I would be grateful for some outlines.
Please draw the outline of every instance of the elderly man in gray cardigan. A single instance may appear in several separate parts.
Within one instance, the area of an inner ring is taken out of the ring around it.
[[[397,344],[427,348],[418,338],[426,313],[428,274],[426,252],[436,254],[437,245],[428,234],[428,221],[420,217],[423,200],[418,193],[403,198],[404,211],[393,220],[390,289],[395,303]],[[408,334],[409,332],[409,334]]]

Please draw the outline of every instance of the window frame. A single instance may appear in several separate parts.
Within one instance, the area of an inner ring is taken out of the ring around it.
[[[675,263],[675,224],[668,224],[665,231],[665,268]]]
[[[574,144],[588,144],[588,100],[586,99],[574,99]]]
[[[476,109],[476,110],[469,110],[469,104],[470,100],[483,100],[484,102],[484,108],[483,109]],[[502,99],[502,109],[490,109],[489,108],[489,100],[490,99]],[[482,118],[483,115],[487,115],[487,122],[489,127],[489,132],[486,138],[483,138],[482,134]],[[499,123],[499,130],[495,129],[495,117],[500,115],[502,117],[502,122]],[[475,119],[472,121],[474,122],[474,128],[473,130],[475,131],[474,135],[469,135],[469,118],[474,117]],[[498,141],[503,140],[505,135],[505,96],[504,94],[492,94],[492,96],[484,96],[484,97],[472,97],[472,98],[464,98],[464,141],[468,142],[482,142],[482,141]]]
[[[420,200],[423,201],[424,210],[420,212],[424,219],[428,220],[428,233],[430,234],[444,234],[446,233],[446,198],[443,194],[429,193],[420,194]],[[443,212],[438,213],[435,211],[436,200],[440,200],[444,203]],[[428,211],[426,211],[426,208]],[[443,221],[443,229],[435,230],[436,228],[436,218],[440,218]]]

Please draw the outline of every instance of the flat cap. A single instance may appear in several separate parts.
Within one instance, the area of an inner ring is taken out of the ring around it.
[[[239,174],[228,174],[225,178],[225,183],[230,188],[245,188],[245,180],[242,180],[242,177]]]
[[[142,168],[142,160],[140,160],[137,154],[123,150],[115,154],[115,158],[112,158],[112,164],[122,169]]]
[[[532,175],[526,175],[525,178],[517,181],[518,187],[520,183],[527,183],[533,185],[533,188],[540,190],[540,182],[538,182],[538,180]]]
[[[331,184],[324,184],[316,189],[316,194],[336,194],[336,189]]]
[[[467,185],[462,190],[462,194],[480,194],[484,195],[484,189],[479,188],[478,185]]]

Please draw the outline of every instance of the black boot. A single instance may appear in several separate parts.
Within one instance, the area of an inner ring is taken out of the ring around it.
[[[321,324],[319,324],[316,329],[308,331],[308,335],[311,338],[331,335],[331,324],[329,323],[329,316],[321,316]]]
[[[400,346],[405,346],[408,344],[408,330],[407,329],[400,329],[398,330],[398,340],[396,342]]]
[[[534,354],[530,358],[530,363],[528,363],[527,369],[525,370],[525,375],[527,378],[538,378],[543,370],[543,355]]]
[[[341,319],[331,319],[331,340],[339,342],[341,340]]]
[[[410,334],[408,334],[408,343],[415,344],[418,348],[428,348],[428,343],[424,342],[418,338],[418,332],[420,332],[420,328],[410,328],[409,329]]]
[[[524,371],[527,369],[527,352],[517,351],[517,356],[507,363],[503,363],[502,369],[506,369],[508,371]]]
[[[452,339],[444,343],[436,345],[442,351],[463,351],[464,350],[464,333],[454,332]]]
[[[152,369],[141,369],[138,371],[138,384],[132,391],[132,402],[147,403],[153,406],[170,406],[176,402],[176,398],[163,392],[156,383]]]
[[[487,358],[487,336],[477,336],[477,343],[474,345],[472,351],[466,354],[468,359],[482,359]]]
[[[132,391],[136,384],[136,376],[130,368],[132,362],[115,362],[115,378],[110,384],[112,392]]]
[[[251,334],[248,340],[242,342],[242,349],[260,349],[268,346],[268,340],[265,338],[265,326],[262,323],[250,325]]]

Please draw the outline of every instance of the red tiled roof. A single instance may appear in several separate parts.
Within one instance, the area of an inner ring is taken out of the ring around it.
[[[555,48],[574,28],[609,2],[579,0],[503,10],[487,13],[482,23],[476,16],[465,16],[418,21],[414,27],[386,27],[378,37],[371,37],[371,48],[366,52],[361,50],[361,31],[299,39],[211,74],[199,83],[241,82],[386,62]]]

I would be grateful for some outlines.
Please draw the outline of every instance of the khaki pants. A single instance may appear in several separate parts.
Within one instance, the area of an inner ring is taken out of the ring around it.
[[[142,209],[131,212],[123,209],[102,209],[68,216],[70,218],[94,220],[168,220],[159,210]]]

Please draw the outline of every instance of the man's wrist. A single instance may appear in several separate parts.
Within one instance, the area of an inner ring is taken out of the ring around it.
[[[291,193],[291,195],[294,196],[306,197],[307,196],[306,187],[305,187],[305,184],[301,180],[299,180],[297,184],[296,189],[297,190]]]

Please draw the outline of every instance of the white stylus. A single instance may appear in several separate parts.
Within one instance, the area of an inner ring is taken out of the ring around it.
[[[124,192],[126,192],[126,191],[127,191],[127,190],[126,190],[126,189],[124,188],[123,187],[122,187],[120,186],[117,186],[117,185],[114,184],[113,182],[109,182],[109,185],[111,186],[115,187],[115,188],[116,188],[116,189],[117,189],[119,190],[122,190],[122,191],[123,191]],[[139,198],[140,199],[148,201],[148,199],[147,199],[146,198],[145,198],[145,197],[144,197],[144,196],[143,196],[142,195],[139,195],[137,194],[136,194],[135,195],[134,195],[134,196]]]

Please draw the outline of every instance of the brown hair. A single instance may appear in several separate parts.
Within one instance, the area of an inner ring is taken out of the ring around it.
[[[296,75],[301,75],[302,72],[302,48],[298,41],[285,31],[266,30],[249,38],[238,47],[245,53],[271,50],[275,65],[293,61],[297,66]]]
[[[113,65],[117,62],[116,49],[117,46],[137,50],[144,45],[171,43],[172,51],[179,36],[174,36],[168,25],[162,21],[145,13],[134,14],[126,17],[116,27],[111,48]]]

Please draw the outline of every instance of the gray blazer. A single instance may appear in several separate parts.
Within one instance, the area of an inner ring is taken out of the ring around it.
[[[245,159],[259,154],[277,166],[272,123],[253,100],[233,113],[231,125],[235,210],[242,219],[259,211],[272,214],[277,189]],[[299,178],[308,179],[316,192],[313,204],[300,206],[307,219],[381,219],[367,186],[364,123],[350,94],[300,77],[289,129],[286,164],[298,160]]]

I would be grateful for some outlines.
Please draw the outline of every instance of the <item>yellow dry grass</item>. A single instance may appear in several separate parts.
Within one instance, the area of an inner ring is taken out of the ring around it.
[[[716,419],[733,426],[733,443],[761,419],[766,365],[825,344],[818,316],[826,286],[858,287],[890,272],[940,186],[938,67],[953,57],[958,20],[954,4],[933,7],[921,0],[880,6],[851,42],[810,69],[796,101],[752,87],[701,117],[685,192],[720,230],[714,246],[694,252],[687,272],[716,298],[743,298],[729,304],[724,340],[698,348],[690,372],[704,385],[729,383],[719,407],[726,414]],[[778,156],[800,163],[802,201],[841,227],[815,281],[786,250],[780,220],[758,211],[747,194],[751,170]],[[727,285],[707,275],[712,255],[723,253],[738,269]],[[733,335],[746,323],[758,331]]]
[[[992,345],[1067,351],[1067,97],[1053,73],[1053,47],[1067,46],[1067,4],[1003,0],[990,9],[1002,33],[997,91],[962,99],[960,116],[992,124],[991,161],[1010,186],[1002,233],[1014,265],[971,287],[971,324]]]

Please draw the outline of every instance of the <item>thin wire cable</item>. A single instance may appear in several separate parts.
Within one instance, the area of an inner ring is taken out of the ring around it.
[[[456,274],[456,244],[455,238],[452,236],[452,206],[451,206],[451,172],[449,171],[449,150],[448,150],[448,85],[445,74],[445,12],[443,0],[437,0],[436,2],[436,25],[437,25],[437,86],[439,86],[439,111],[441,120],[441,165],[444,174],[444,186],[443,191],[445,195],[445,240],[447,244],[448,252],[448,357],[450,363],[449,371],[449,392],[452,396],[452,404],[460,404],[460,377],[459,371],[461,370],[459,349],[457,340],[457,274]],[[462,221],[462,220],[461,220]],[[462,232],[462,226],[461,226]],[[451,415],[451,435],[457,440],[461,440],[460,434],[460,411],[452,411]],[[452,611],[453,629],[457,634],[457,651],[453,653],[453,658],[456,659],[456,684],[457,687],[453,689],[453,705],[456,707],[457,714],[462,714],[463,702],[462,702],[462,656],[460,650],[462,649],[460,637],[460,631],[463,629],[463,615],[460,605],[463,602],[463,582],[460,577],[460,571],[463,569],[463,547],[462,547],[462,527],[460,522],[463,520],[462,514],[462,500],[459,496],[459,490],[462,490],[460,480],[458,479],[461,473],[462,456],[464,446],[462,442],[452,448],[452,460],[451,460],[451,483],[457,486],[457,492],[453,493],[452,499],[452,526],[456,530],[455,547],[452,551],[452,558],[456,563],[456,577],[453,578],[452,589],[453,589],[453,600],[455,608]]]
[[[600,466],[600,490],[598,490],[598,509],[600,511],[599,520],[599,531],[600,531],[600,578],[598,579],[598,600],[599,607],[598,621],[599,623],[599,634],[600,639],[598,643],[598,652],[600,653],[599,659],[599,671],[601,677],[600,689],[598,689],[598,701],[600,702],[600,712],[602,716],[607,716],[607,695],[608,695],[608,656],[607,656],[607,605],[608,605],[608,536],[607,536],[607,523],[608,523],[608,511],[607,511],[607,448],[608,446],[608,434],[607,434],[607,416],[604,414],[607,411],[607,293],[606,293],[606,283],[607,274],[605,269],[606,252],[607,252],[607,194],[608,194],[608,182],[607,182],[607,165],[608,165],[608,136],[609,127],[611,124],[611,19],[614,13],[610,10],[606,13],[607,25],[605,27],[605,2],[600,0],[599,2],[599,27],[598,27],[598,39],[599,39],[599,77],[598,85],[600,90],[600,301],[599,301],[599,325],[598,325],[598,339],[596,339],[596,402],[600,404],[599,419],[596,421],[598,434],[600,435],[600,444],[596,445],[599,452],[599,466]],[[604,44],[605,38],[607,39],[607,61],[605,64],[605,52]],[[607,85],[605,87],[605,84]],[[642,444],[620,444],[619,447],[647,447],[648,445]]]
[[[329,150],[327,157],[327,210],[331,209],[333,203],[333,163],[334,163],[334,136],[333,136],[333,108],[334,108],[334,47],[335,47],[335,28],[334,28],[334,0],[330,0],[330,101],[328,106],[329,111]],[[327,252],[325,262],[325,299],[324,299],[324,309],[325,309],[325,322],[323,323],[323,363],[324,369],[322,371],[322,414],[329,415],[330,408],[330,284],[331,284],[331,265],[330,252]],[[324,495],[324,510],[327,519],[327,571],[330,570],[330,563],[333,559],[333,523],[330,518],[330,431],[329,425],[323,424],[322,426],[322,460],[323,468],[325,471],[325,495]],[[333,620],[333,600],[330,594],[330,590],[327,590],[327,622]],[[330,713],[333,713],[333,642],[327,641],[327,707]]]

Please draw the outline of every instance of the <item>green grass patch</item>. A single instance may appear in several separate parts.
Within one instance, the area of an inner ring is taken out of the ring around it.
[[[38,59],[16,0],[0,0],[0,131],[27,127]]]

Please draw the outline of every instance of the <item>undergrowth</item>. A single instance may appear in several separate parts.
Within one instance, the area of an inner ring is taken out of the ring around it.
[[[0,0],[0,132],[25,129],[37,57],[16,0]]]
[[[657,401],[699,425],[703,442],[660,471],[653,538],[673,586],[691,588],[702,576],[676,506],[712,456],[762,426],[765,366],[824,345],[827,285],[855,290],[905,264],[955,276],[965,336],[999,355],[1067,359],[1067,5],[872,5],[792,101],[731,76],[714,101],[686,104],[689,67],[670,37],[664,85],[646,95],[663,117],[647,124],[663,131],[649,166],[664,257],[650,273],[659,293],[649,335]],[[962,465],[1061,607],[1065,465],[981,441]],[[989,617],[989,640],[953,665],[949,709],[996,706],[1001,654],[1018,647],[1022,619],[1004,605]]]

◆ **WORK TO DO**: Please convert everything in the records from the line containing "of the <item>undergrowth</item>." down to the line containing "[[[0,0],[0,132],[25,129],[37,57],[16,0]]]" into a Markdown table with the columns Row and Line, numbering each line and leaving out blank lines.

◆ **RESULT BELOW**:
| Row | Line |
|---|---|
| 1 | Please draw the outline of every instance of the <item>undergrowth</item>. A single instance may appear in several separate parts. |
| 2 | Within one instance, the area of an inner ring is taken out of the ring around it. |
| 3 | [[[0,0],[0,132],[25,129],[37,57],[16,0]]] |